Identify each line below containing the string "phrase" and copy it.

INFORMATION SUPPLIED: Begin

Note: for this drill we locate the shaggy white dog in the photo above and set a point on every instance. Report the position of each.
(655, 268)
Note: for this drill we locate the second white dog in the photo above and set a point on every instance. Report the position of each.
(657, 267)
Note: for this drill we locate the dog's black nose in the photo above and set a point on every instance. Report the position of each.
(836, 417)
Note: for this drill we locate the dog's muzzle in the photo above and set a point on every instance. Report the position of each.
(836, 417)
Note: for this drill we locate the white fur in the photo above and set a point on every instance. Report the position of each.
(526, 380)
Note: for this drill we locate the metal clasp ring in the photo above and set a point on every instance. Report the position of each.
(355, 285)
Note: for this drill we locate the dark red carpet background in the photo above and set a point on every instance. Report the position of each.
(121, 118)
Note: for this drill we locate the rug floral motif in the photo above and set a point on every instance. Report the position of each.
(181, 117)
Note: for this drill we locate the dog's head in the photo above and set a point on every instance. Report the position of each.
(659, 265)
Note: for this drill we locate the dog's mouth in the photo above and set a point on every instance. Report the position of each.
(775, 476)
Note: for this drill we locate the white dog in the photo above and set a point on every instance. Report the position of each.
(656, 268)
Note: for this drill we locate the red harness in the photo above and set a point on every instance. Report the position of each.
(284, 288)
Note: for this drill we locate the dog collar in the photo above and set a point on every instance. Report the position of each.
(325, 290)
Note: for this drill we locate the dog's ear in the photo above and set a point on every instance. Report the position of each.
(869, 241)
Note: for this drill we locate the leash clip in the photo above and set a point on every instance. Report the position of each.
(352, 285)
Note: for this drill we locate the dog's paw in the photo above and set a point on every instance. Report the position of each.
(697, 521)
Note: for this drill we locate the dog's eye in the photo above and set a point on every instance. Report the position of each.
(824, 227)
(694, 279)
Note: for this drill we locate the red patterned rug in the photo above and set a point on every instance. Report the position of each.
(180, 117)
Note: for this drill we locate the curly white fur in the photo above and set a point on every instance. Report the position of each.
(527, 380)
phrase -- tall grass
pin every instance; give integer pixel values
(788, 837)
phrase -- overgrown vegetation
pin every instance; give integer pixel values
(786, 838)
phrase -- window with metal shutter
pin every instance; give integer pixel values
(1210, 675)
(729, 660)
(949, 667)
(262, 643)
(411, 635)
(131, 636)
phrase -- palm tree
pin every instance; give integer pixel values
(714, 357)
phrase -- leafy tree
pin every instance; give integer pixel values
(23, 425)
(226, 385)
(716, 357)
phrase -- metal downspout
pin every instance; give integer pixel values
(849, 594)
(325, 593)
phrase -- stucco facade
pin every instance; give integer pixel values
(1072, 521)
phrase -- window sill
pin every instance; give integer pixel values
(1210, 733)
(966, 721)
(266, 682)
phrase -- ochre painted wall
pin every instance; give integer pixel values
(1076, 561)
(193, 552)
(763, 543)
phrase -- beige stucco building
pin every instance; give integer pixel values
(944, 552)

INFORMATION SUPPLIED: End

### WRITTEN RESPONSE
phrase -- tall grass
phrase -- overgrown vegetation
phrase -- window with metal shutter
phrase -- palm tree
phrase -- leafy tree
phrase -- metal downspout
phrase -- stucco facade
phrase -- window sill
phrase -- ochre painted wall
phrase -- beige stucco building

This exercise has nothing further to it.